◆ **AUFGABEN**:
**A)** Wie viel wiegt die Rosenblütenschale laut dem Lesetext?
**B)** Schreiben Sie aus dem Lesetext alles von „Gleichzeitig gibt es“ bis einschließlich „unberührbar zu machen.“ wortgetreu ab.

◆ **LESETEXT**:
##############################
Meine Objekte sind in ihrem Wesen Bilder für mein, aber auch unser Leben. Die Natur lehrt mich viel über das Sein. So auch meine Arbeiten, denn auch sie haben ihre Eigendynamik. In vielen meiner Arbeiten klingen Themen wie „Werden und Vergehen“, „Zerbrechlichkeit“, „Verletzbarkeit“, „Achtsamkeit“ und „Zärtlichkeit“ an. Es ist mir immer eine Freude, wenn bei meinen Kunstwerken etwas passiert, was nicht ich gemacht oder geplant habe. Ein Beispiel sind die Blütenschalen: Ich wollte Schalen – sie haben sich ohne mein Zutun zu kokonartigen Gebilden eingerollt.

„Geschehen lassen“ ist für mich eine Grundhaltung in der Kunst. Es bringt mich zum Staunen, wenn ich der unbekannten Größe „Eigendynamik“ Raum gebe und entdecken darf, was passiert.
Gleichzeitig gibt es bei meinen fragilen Objekten natürlich Dinge, von denen ich eigentlich nicht will, dass sie passieren. Wenn ich sie ausstelle, ist das Risiko hoch, dass ein Objekt beschädigt wird. Da sie „Bilder für das Leben“ sind, entspricht es ihnen nicht, sie abzuschirmen, zu sichern und unberührbar zu machen.
Und so konnte passieren, was ich nicht wollte: Eine meiner Rosenblütenschalen stürzte noch vor der Eröffnung der Ausstellung vom Podest. Es war etwas geschehen, was nicht ungeschehen gemacht werden kann. Ich reagierte tief getroffen. Die Blütenschale wurde zerbrochen am Boden gefunden! Wirklich niemand weiß, wie es passiert ist. Niemand hat es gesehen! Vielleicht war es ein Luftzug, denn die Schale wiegt ja nur 14 Gramm? Als ich das erste Foto von der zerbrochenen Schale sah, war es nicht so schlimm, wie ich es mir ausgemalt hatte. Ich stellte mir die Schale in Einzelstücken vor. Aber sie war gar nicht ganz zerbrochen. „Nur“ aufgebrochen. Dann ereignete sich die Entdeckung des „Bildes für das Leben“: Die ursprünglich runde Schale hatte in ihrer Aufgebrochenheit ganz neue Anmutungen, etwas von Flügeln, etwas von einem abgestürzten Vogel – und damit doch viel mehr Nähe zu meiner Realität, die nicht ganz heil und nicht nur schön ist.
##############################
◆ **Auszüge aus Daten zur Ortsbeschriftung**:
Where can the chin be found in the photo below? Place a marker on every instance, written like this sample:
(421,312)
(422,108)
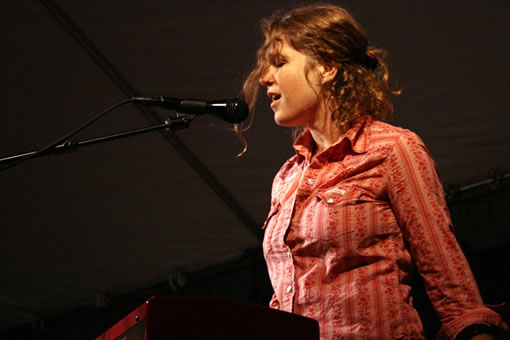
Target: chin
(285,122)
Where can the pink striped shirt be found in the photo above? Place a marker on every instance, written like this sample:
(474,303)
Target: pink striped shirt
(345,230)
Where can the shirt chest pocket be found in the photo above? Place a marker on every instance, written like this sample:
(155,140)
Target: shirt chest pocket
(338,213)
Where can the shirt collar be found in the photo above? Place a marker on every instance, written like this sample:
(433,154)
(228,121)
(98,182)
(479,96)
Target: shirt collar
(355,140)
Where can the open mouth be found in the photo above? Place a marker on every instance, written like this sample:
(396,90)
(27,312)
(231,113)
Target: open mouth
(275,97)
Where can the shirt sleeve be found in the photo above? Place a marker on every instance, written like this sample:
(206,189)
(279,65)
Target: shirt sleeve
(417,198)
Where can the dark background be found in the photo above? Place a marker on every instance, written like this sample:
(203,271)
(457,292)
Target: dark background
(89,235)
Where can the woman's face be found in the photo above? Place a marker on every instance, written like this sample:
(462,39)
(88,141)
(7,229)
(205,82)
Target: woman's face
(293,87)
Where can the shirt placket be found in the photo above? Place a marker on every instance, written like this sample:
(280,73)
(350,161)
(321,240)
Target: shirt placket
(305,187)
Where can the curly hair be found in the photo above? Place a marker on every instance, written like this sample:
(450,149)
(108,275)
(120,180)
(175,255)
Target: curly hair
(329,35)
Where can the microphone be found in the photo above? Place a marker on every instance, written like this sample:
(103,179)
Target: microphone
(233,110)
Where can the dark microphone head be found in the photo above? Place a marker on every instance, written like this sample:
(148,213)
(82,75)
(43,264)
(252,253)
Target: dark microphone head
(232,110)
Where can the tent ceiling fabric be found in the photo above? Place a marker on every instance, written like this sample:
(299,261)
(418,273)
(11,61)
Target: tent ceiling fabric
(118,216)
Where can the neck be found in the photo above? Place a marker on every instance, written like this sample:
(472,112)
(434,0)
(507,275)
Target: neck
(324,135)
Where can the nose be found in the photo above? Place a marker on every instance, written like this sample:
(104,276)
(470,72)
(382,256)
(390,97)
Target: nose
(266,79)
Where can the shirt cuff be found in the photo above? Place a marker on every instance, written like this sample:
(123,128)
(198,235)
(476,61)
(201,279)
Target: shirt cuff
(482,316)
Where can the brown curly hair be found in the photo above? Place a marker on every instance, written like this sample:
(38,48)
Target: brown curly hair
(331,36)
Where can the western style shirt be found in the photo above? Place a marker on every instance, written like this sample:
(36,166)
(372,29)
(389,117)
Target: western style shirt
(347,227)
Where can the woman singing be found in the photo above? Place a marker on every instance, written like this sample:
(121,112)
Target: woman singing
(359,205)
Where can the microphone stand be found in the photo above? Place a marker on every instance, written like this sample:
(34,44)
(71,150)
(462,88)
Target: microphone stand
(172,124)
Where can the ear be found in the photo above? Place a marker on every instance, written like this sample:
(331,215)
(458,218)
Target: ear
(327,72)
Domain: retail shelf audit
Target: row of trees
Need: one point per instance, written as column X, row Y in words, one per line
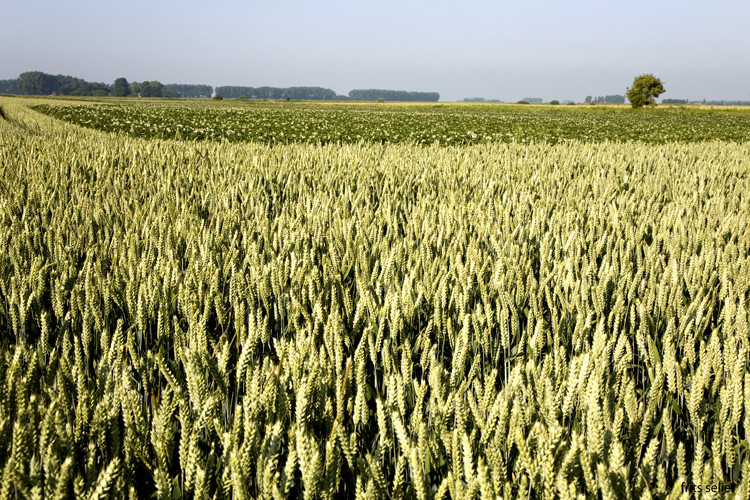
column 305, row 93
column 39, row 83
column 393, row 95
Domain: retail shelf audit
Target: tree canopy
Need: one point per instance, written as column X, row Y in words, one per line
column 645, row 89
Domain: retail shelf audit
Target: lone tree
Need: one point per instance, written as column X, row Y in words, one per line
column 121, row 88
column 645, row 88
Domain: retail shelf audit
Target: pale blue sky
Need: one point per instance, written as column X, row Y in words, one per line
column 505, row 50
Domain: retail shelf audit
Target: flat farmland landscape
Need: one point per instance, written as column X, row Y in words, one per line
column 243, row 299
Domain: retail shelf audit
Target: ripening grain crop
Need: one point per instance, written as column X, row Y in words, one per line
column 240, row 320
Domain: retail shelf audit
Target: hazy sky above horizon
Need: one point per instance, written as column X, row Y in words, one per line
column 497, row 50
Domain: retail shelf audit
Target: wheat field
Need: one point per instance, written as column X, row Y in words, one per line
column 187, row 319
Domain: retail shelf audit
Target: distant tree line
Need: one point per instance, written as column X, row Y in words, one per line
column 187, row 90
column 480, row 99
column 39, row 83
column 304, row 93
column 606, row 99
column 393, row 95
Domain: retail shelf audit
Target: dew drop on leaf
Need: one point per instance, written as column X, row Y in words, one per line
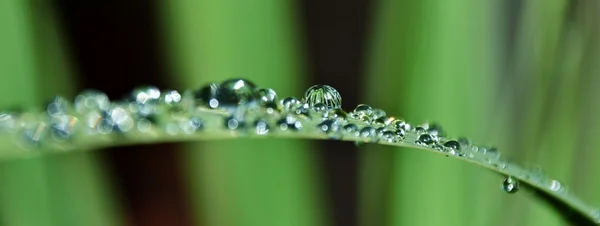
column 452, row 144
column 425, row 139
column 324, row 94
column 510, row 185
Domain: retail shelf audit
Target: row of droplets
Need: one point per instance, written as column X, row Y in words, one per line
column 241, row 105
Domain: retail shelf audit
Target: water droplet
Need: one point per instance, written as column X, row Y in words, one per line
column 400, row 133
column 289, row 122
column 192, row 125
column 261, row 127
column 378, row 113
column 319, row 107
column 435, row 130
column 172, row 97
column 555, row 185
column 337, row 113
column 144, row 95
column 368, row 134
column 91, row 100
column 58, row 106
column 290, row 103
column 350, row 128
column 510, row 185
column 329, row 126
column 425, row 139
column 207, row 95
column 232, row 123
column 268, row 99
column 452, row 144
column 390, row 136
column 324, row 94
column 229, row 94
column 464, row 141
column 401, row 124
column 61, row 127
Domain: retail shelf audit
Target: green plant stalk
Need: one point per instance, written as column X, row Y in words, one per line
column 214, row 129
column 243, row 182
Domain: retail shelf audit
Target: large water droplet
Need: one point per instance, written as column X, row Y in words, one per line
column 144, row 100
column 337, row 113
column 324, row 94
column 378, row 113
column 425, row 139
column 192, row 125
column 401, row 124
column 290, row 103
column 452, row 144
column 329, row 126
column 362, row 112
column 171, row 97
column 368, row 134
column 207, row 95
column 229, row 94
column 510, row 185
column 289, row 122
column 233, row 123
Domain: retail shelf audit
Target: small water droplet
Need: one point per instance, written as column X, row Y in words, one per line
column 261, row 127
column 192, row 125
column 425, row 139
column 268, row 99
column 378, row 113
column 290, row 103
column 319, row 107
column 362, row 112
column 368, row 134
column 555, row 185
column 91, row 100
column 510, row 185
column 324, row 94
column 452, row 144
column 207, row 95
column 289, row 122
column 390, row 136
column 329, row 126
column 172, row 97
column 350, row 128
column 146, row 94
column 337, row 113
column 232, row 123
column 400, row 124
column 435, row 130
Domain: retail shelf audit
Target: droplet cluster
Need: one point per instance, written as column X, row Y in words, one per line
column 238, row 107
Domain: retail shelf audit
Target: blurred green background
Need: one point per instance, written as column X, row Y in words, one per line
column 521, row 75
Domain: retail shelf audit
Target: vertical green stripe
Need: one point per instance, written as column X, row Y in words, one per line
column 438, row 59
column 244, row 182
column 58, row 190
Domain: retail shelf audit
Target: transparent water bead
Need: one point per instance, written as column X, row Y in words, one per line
##############################
◆ **LÖSUNGEN**:
**A)** 14 Gramm

**B)**
Gleichzeitig gibt es bei meinen fragilen Objekten natürlich Dinge, von denen ich eigentlich nicht will, dass sie passieren. Wenn ich sie ausstelle, ist das Risiko hoch, dass ein Objekt beschädigt wird. Da sie „Bilder für das Leben“ sind, entspricht es ihnen nicht, sie abzuschirmen, zu sichern und unberührbar zu machen.